• 제공 자료:
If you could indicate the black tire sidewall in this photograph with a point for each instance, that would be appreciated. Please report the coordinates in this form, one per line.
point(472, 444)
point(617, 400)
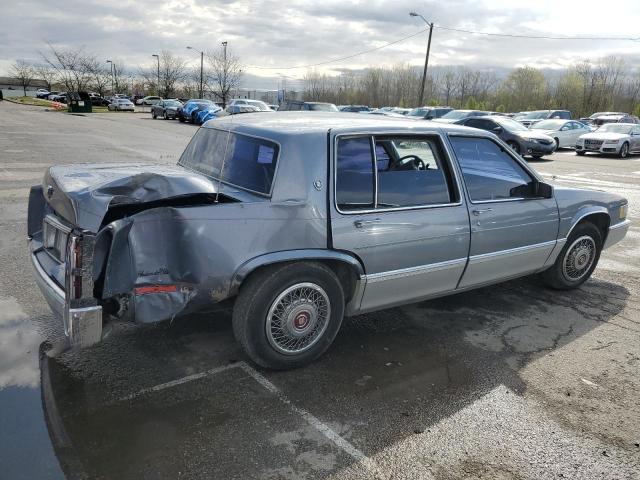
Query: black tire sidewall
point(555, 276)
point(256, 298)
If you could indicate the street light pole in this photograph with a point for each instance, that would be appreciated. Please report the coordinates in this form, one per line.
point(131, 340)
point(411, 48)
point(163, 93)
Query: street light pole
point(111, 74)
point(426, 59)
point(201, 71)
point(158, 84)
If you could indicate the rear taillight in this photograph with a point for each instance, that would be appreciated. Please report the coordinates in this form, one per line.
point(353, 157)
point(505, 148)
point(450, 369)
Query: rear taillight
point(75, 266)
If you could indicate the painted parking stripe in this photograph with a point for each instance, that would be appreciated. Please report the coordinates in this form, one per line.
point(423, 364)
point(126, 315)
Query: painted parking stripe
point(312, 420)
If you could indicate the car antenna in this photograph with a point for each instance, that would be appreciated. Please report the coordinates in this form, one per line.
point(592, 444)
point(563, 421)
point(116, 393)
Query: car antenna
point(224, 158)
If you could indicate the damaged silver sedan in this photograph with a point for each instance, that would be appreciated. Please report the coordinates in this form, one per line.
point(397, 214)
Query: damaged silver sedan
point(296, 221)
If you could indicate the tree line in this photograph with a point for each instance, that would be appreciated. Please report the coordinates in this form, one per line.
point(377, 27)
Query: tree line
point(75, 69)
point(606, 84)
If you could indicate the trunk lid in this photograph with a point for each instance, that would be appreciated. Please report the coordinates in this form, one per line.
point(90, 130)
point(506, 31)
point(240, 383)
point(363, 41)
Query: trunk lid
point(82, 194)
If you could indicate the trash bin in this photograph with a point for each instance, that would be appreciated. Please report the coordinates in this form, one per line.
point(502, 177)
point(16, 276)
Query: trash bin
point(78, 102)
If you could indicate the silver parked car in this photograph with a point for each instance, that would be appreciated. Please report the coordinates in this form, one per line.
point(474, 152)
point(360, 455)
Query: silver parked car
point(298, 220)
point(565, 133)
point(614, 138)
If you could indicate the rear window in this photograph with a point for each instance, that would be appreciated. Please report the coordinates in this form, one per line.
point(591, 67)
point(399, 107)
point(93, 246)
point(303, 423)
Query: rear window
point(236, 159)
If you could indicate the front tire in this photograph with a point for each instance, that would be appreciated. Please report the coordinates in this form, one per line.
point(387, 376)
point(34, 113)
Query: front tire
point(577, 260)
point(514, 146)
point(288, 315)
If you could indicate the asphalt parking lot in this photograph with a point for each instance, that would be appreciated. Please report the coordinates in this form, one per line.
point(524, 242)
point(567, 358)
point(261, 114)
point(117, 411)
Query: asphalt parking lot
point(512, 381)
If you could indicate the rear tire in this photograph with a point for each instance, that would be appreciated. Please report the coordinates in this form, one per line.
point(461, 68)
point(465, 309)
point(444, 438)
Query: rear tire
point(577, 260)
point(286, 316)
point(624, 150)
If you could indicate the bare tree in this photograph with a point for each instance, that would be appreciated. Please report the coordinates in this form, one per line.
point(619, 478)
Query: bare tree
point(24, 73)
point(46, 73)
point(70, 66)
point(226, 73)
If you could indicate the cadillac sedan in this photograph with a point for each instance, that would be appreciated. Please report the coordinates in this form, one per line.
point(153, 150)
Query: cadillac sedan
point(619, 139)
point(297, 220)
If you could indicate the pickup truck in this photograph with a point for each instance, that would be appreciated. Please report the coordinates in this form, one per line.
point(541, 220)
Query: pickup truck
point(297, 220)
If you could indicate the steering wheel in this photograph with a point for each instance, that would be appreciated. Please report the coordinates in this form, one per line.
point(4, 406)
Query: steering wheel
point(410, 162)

* * *

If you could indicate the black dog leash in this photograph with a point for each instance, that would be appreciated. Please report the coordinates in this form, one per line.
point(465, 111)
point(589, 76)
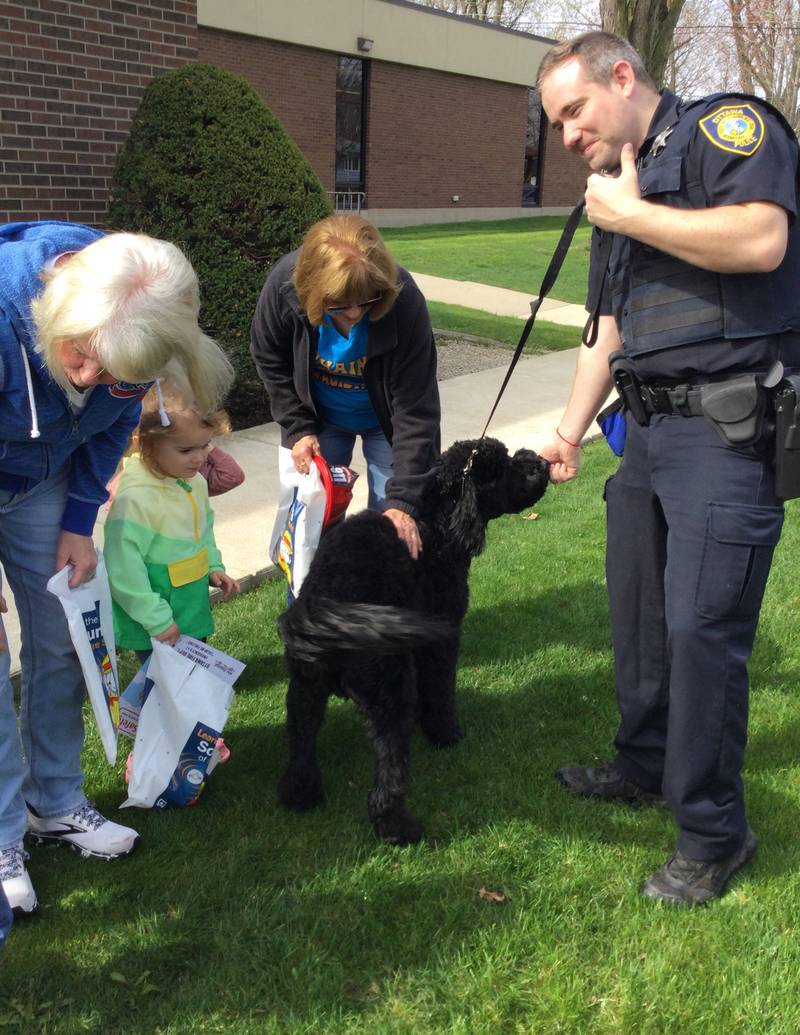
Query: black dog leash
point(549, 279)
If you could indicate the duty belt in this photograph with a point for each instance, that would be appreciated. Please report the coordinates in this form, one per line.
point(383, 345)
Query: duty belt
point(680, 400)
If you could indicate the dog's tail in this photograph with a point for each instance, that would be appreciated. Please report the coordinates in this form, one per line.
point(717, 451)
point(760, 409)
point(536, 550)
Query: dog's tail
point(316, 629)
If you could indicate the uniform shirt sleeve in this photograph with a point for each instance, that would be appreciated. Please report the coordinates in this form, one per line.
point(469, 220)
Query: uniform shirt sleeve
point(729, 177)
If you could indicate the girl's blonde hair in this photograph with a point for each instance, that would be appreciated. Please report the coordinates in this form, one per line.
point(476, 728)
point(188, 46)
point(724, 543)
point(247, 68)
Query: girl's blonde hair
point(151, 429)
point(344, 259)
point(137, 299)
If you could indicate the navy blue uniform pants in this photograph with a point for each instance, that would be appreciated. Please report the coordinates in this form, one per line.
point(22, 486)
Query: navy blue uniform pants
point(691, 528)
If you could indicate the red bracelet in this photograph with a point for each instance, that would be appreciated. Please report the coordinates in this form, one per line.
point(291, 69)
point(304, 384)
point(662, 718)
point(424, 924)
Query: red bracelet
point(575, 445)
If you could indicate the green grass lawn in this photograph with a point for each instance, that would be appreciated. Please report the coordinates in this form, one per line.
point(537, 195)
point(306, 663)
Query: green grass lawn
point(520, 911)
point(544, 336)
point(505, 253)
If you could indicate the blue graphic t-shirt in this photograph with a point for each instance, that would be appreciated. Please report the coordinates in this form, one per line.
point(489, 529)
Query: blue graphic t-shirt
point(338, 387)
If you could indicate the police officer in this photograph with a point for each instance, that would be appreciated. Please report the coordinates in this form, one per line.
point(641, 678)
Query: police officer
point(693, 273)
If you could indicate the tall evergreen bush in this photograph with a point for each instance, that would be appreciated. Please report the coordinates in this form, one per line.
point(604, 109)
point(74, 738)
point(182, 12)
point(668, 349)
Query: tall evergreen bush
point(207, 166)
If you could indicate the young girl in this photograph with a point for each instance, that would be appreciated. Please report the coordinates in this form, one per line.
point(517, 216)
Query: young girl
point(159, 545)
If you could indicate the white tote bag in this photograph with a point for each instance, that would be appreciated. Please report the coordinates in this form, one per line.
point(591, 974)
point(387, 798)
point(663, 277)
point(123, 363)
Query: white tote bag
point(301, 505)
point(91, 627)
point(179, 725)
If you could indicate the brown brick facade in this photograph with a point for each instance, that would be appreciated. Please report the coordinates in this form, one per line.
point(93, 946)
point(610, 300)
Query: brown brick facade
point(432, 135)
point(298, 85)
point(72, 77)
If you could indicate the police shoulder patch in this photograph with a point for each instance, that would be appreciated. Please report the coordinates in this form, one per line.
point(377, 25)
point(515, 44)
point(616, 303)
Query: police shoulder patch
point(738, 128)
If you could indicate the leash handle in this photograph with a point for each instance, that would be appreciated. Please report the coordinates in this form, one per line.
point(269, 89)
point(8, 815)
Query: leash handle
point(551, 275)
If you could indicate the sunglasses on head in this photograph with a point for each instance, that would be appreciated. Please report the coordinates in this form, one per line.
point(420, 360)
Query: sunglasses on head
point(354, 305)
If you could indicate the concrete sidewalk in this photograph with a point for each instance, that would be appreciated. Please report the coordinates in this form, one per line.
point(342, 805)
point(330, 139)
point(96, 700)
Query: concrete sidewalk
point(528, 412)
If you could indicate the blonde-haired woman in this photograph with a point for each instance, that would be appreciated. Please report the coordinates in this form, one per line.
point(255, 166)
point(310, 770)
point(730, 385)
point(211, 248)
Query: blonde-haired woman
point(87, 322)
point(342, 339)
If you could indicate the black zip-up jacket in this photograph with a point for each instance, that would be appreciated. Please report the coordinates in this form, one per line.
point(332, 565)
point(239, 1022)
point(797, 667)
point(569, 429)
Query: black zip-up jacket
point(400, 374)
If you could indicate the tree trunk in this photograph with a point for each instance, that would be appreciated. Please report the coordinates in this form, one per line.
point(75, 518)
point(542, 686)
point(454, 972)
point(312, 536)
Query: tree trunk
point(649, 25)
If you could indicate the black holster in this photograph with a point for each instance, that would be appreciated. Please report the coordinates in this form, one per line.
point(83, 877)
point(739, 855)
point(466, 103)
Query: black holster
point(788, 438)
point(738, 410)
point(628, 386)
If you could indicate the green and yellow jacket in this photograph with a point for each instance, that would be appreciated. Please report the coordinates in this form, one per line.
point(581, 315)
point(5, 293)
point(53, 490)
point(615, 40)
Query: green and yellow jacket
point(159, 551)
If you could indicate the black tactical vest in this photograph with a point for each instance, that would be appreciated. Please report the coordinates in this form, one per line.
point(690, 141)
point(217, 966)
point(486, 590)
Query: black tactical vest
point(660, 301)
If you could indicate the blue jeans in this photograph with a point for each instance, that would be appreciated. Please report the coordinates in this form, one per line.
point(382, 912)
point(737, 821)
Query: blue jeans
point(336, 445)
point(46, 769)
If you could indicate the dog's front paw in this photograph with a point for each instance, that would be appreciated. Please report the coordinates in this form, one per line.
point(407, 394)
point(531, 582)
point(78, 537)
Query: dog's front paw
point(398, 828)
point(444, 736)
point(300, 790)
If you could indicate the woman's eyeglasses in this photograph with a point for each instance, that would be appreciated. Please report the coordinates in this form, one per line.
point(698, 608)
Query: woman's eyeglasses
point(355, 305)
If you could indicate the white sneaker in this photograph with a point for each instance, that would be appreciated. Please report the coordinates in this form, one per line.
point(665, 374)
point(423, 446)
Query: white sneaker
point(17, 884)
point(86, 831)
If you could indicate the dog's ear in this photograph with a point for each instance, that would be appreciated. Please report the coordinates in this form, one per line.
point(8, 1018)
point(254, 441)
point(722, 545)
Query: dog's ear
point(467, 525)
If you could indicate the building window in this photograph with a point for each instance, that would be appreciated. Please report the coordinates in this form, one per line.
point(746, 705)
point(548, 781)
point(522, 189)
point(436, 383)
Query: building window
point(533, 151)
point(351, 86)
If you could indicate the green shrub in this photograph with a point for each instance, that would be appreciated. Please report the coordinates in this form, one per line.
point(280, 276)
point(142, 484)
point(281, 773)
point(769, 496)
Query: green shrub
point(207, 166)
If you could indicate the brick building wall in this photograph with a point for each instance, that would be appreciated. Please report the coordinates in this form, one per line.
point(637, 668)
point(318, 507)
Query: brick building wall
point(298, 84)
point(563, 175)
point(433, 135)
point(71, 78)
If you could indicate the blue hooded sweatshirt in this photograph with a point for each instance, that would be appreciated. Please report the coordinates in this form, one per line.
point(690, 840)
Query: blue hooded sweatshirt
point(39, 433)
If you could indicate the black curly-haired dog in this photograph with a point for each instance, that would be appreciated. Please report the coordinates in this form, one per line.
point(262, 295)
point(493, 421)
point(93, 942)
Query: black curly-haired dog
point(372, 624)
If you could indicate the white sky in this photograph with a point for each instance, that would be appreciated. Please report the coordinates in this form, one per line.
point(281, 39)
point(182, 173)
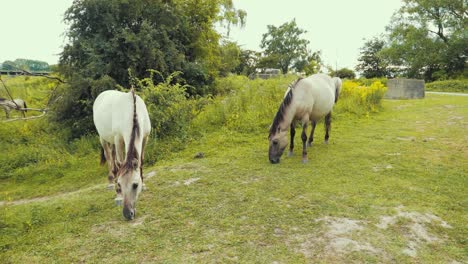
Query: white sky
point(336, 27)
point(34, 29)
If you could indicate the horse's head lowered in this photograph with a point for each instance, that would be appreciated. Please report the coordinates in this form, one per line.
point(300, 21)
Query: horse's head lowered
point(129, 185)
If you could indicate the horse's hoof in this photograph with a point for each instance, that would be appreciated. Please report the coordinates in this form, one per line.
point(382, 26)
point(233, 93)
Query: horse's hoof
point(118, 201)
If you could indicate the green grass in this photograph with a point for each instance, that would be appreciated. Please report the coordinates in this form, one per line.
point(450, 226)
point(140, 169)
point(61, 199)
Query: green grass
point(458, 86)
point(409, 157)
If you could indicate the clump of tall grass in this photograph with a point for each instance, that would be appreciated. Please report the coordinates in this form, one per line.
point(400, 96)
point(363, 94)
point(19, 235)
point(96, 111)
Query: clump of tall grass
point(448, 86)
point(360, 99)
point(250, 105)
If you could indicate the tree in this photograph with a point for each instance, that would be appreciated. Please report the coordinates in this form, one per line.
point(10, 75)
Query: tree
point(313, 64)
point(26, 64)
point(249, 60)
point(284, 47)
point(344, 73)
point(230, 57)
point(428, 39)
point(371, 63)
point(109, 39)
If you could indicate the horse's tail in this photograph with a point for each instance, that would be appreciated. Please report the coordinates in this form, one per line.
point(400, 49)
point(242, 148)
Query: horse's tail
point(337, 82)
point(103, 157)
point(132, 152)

--

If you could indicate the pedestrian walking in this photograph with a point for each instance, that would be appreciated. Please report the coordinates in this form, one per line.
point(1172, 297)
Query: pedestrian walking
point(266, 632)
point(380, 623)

• 작업 지시: 위 기록에서 "If you could indicate the concrete" 문구가 들어 있는 줄부터 "point(46, 769)" 문구가 들어 있는 줄까지, 양 끝 줄을 포함해 그대로 옮겨 쓰세요.

• 작업 결과:
If you could indicate the concrete sidewalk in this photograph with a point for each instance, that would be appreciated. Please report the coordinates in this form, one per line.
point(342, 805)
point(330, 139)
point(96, 700)
Query: concrete sidewalk
point(528, 412)
If you could indicate the blonde-haired woman in this photograph with a point for each instance, that would be appreciated. Please report the coordinates in this form, one per line.
point(255, 166)
point(310, 770)
point(730, 385)
point(211, 248)
Query: blonde-haired woman
point(87, 322)
point(342, 339)
If you could indicate the black zip-up jacket in this photograph with a point for each instance, that would be appreciated. Please report the coordinates in this form, one per line.
point(332, 565)
point(239, 1022)
point(797, 667)
point(569, 429)
Query: black zip-up jacket
point(400, 374)
If you could indicate the tree trunk in this photograph with a point for each instance, that would be appreciated. Please report the coordinates in this form, one per line.
point(75, 518)
point(542, 686)
point(454, 972)
point(312, 536)
Query: tree trunk
point(649, 25)
If you could indicate the black holster in this photograph with a point for each instance, that would be appreciated. Please report the coordinates in this form, one per line.
point(83, 877)
point(739, 855)
point(466, 103)
Query: black holster
point(788, 438)
point(738, 410)
point(628, 386)
If you could indicate the green and yellow jacket in this photograph with a point for each instance, that would be appreciated. Please report the coordinates in this form, one per line.
point(581, 315)
point(5, 293)
point(53, 490)
point(615, 40)
Query: green and yellow jacket
point(159, 551)
If you could indicate the black tactical vest in this photograph with a point for each instance, that would be appreciated. Please report the coordinates in this form, one per line.
point(690, 141)
point(217, 966)
point(486, 590)
Query: black tactical vest
point(660, 301)
If you could indicate the blue jeans in this photograph with a point for each instance, that would be appreciated. Please report the coordinates in this form, one per line.
point(382, 912)
point(737, 821)
Query: blue jeans
point(336, 445)
point(46, 769)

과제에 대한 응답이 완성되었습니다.